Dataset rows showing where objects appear
· · ·

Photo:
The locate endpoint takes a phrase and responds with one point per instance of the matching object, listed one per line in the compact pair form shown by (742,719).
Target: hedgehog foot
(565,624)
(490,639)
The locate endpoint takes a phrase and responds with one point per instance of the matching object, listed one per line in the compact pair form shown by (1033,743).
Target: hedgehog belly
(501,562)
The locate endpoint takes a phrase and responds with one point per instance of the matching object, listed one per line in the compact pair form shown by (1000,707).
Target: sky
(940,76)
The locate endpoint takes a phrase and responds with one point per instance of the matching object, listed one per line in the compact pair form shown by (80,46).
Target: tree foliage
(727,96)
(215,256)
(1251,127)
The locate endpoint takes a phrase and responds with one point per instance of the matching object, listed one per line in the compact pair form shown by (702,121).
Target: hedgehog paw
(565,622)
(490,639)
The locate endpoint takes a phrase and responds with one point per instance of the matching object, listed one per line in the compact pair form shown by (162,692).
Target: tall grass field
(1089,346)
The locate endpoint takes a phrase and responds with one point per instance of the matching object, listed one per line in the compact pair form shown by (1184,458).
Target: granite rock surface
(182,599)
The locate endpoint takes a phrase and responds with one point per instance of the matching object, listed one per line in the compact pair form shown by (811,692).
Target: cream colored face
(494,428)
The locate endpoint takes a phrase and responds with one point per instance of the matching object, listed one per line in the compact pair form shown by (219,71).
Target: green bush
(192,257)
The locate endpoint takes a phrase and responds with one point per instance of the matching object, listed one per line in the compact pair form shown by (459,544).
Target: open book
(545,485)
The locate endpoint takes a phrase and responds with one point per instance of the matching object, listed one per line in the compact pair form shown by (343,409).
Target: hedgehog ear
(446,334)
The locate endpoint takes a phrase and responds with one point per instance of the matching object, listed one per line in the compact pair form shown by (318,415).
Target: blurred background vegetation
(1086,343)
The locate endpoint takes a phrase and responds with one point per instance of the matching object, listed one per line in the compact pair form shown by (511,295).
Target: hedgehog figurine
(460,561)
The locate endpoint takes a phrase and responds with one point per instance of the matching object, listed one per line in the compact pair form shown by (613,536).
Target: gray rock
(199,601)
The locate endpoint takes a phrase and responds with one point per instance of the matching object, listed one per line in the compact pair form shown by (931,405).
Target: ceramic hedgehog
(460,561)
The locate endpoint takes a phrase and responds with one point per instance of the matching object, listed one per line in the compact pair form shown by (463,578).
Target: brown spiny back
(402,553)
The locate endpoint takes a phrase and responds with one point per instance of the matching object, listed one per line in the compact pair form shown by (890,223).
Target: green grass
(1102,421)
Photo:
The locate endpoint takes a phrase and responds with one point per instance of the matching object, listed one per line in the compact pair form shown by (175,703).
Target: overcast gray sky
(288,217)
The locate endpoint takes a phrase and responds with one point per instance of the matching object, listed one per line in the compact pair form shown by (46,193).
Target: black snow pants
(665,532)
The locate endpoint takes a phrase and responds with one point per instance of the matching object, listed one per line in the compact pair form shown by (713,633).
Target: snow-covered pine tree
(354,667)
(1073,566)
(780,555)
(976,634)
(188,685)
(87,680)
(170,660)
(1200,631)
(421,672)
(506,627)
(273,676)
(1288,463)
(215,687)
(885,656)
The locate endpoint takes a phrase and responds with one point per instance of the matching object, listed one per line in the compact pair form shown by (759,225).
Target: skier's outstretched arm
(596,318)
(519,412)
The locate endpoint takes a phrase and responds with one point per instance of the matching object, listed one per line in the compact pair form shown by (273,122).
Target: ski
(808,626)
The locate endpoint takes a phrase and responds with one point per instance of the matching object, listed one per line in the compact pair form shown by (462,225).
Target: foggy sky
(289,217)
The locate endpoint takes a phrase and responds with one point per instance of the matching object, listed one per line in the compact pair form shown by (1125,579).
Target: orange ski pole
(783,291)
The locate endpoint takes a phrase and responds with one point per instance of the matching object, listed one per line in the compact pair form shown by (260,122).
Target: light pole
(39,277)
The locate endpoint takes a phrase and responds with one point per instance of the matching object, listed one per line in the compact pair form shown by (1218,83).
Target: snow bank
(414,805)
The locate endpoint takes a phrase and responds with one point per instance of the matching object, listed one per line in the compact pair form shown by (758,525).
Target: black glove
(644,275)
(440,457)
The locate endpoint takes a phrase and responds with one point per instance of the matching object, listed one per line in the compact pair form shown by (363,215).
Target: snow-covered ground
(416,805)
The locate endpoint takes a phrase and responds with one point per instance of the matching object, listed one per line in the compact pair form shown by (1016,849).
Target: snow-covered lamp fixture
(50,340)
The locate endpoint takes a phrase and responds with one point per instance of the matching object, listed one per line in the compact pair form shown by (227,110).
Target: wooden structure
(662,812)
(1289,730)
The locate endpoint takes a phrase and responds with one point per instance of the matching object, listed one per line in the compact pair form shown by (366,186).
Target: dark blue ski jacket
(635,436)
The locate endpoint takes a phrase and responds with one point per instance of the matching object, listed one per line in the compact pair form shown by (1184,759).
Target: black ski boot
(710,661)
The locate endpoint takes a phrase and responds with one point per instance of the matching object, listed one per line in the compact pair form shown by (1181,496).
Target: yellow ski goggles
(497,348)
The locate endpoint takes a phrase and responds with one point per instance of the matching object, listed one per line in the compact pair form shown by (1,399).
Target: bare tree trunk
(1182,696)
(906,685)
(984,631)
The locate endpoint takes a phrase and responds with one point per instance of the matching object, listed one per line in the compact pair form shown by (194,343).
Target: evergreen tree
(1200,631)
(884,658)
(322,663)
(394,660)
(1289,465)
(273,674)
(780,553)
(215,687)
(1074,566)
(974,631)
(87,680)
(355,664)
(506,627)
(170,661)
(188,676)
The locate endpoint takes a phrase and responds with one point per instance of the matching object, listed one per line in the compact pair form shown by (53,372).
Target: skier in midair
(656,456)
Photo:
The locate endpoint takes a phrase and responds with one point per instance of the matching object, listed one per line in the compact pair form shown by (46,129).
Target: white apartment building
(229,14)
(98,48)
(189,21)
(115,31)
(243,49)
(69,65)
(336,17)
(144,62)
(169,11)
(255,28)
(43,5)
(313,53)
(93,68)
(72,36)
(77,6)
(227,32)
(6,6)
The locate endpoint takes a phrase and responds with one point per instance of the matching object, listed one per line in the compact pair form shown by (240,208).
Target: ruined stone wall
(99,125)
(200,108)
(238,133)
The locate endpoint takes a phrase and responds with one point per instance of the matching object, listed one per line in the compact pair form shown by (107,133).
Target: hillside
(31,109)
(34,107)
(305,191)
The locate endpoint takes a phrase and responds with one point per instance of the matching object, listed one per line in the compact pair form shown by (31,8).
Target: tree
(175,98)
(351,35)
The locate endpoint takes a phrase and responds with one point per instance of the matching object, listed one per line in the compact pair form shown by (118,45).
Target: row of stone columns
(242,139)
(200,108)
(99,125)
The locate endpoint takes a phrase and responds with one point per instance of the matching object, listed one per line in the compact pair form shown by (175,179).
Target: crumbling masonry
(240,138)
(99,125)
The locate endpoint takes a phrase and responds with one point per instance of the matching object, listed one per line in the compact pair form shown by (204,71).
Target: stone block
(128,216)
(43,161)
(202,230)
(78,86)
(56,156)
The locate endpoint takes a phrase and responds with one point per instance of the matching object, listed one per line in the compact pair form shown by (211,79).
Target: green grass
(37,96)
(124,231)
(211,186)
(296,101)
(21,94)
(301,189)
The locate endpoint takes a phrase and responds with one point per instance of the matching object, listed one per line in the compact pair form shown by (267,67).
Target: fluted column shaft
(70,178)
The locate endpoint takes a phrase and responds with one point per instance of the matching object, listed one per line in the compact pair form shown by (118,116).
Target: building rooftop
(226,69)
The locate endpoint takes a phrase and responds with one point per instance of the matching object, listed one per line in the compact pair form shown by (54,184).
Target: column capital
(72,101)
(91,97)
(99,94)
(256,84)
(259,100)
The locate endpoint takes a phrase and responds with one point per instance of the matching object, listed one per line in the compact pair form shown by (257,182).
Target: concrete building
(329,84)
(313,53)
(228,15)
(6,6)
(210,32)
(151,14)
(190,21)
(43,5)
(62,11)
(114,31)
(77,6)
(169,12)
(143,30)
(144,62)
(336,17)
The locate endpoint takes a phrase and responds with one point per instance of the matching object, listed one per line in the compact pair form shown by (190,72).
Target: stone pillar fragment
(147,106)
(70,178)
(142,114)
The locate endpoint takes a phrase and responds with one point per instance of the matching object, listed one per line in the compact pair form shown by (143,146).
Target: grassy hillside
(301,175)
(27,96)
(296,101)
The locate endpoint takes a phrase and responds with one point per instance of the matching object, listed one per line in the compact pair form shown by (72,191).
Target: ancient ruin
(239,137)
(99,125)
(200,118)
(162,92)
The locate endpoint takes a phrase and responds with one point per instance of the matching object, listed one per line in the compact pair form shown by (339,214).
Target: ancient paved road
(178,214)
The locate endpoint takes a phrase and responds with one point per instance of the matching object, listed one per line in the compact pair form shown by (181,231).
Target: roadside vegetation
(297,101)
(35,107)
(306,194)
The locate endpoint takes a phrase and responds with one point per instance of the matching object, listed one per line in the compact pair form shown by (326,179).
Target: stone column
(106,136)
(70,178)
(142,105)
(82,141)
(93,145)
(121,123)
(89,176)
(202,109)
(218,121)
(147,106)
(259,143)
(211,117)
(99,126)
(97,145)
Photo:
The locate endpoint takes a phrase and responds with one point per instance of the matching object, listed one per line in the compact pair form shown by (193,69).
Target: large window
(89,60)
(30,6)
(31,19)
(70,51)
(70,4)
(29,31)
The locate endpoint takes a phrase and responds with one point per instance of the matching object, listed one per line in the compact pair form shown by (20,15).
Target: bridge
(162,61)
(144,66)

· · ·

WHAT YOU WILL DO> Starting with the line with "shown by (326,179)." and going on through the end of the items, rewrite those lines with "locate endpoint" changed to "search endpoint" and everything else left as it is.

TASK OUTPUT>
The search endpoint takes a phrase and responds with one point per instance of the matching object, listed one per line in the compact pair form shown by (326,179).
Target: stone column
(106,136)
(70,178)
(142,105)
(82,141)
(93,145)
(121,123)
(89,176)
(202,109)
(218,121)
(147,106)
(259,143)
(211,117)
(99,126)
(97,145)
Photo:
The search endpoint takes a phrase and responds with one point per instance of the matching object, listed one per line in the compact pair form shown by (193,69).
Target: large window
(89,60)
(30,6)
(31,19)
(70,51)
(70,4)
(29,31)
The search endpoint takes a phrase and responds with one point per instance of the matching object, listed one per line in the compact pair form shown by (20,15).
Target: bridge
(162,61)
(144,66)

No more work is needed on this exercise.